▶ _Data excerpts_:
------------------------------------------------------------------------

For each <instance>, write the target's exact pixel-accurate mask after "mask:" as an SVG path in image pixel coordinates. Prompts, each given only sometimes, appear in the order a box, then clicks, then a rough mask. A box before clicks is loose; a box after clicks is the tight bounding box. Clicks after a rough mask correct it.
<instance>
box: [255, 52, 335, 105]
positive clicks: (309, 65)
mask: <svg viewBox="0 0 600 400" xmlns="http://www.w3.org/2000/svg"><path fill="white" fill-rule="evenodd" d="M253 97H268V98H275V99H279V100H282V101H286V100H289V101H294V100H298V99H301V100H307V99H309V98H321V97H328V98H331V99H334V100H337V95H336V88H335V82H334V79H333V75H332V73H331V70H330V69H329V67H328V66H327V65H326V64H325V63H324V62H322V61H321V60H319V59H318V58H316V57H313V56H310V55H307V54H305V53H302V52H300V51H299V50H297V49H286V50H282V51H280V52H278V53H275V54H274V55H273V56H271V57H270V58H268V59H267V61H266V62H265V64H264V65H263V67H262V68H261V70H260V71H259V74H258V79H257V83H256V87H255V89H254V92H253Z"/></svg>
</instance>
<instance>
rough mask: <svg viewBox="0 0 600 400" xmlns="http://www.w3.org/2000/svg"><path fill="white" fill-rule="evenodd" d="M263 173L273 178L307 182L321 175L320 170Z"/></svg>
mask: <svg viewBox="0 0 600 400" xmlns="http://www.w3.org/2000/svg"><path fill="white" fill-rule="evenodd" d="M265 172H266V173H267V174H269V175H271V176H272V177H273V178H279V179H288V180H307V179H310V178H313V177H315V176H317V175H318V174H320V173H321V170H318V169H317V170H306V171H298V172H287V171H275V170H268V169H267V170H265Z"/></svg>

------------------------------------------------------------------------

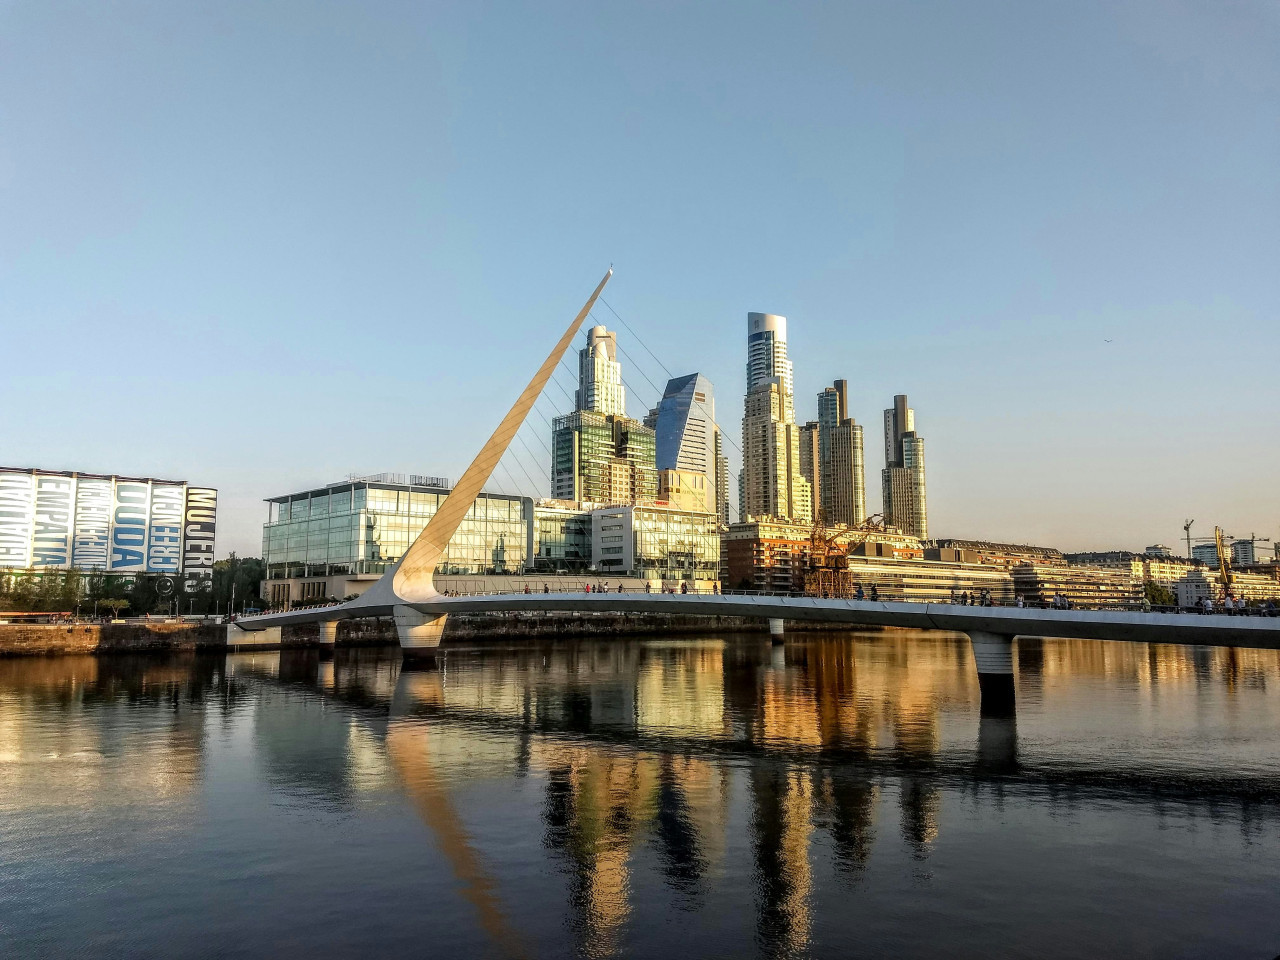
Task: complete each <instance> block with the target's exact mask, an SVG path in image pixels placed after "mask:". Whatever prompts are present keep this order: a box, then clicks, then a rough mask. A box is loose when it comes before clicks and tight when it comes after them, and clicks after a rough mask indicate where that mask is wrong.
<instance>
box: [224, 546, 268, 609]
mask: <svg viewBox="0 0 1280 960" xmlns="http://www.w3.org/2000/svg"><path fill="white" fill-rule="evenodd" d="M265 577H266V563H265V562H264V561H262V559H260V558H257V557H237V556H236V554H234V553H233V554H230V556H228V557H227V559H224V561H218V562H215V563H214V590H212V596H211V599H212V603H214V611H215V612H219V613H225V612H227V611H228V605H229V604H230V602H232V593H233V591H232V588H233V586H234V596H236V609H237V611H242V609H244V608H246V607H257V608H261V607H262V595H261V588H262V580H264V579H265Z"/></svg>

------------------------------------------------------------------------

From the records above, copy only the lines starting with the line that holds "For each <instance>, write" and going on through the line that holds "box: [255, 52, 335, 105]", exactly as written.

For each <instance>, write the target's exact pixel-accurate mask after "mask:" as an SVG path in image pixel coordinates. Prompts, each given only sometimes, appear in the order a box, then clicks, then a rough mask. A box before clicks is loose; a box after clicks is the tight bounding box. Clicks after a rough mask correct it.
<instance>
box: [255, 52, 335, 105]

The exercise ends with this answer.